======== Reading text

Question about scsi error handling and LLD

scameron@xxxxxxxxxxxxxxxxxx · Tue, 19 Aug 2014 10:30:51 -0500

Is it permitted for a LLD to call scsi_done() for a command which
has been or is attempting to be aborted via the LLD abort error handler
function?

I am looking at the scsi mid layer code, and I'm a bit confused.

There seem to be a few ways the LLD abort handler function can
get called.

One path:

scsi_times_out() calls scsi_abort_command() which queues
cmd->abort_work in 10ms.  This will cause scmd_eh_abort_handler()
to be called, which can call scsi_try_to_abort_cmd() which
calls the LLD abort error handler function.  If the LLD abort
error handler function returns SUCCESS, then scmd_eh_abort_handler()
may requeue the command via scsi_queue_insert() re-using the same
scsi_cmnd pointer.  Or, it may call scsi_finish_cmnd() on that
scsi_cmnd.

================

## Brief
Quote the SCSI error-handling post between "scameron@xxxxxxxxxxxxxxxxxx · Tue, 19" and "a bit confused.", inclusive.

======== Data records

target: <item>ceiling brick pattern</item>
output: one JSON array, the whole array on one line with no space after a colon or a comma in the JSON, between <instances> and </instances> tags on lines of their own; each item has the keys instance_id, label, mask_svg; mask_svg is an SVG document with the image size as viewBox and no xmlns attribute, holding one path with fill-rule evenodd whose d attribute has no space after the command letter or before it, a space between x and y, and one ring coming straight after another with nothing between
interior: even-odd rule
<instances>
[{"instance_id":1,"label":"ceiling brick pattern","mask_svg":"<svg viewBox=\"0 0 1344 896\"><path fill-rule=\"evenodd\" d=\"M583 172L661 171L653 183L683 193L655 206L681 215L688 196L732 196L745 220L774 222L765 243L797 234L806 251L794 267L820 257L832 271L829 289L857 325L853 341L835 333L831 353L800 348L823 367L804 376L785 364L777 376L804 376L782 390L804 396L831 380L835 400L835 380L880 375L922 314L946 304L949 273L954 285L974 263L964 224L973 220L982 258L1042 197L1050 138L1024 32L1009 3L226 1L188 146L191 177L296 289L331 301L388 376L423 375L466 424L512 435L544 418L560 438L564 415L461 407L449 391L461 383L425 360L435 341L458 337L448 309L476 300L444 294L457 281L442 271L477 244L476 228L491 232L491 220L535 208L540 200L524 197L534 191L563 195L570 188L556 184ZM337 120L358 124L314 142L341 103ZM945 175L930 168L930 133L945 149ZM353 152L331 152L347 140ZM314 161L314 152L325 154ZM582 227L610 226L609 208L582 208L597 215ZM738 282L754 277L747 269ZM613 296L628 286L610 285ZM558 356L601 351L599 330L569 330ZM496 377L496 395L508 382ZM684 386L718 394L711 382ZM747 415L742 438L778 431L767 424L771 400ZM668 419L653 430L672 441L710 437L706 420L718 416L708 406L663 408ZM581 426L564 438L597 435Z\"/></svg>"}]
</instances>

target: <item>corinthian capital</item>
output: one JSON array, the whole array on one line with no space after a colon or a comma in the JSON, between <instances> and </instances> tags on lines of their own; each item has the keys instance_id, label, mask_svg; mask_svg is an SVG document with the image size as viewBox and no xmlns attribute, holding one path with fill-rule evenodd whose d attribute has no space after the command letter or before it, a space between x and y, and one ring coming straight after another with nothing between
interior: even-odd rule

================

## Full answer
scameron@xxxxxxxxxxxxxxxxxx · Tue, 19 Aug 2014 10:30:51 -0500

Is it permitted for a LLD to call scsi_done() for a command which
has been or is attempting to be aborted via the LLD abort error handler
function?

I am looking at the scsi mid layer code, and I'm a bit confused.